**PROBLEM TO WORK ON:**
Rewrite the lines starting at the line containing "of the yellow" and ending at the line containing "of the fuzzy", changing "marker" to "pin" and leaving everything else unaltered. Return only those lines.

**DATASET ROWS:**
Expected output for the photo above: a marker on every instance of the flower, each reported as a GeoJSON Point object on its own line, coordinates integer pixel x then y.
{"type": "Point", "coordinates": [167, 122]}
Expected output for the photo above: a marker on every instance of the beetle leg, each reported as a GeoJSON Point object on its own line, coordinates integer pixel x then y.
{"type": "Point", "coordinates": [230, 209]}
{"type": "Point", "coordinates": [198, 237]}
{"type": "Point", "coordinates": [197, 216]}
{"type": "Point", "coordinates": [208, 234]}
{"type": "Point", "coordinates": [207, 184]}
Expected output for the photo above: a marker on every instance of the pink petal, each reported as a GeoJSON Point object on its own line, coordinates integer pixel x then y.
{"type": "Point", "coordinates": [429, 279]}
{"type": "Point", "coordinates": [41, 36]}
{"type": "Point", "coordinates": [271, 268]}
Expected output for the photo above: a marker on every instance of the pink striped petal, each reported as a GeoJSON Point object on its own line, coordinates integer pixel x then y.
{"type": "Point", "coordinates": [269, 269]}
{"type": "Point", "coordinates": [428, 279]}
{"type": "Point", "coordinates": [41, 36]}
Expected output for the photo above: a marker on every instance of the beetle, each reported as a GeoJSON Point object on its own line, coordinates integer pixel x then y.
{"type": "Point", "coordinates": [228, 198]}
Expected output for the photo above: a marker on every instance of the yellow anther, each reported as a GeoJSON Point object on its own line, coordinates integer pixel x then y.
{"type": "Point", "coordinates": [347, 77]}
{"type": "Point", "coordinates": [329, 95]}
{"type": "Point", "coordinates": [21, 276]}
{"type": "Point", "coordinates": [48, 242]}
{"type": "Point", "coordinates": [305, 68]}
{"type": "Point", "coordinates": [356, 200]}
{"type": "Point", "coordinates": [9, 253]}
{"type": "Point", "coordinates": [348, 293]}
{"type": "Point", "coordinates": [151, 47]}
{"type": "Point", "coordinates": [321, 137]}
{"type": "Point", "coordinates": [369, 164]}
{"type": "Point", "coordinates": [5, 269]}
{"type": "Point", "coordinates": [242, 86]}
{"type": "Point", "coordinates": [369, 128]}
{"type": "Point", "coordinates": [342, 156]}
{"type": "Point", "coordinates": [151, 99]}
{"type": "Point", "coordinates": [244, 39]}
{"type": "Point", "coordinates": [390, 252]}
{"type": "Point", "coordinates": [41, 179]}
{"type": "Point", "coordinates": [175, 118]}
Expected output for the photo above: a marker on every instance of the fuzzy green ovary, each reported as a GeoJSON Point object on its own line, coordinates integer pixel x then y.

--

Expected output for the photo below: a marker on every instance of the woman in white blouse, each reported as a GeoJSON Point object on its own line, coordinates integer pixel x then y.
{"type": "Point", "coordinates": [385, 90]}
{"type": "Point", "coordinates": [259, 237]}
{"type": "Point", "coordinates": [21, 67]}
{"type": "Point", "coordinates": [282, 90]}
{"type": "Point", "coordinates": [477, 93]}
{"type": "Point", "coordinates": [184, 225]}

---

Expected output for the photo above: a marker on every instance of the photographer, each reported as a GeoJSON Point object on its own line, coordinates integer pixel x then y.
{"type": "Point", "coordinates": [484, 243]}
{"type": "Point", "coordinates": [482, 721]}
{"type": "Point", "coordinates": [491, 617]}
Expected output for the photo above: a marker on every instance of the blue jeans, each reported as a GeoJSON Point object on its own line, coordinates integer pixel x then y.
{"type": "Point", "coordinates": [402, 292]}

**WORKED SOLUTION:**
Expected output for the photo above: a pin on every instance of the yellow anther, each reported as a GeoJSON Point object on its own line, coordinates integer pixel x then y.
{"type": "Point", "coordinates": [347, 77]}
{"type": "Point", "coordinates": [329, 95]}
{"type": "Point", "coordinates": [21, 276]}
{"type": "Point", "coordinates": [48, 242]}
{"type": "Point", "coordinates": [305, 68]}
{"type": "Point", "coordinates": [356, 200]}
{"type": "Point", "coordinates": [9, 253]}
{"type": "Point", "coordinates": [348, 293]}
{"type": "Point", "coordinates": [151, 47]}
{"type": "Point", "coordinates": [321, 137]}
{"type": "Point", "coordinates": [369, 164]}
{"type": "Point", "coordinates": [5, 269]}
{"type": "Point", "coordinates": [242, 86]}
{"type": "Point", "coordinates": [369, 128]}
{"type": "Point", "coordinates": [342, 156]}
{"type": "Point", "coordinates": [151, 99]}
{"type": "Point", "coordinates": [244, 39]}
{"type": "Point", "coordinates": [390, 252]}
{"type": "Point", "coordinates": [41, 179]}
{"type": "Point", "coordinates": [175, 118]}
Expected output for the photo above: a pin on every instance of the fuzzy green ovary, each reported as a GeoJSON Point object on its own line, coordinates integer pixel x then y.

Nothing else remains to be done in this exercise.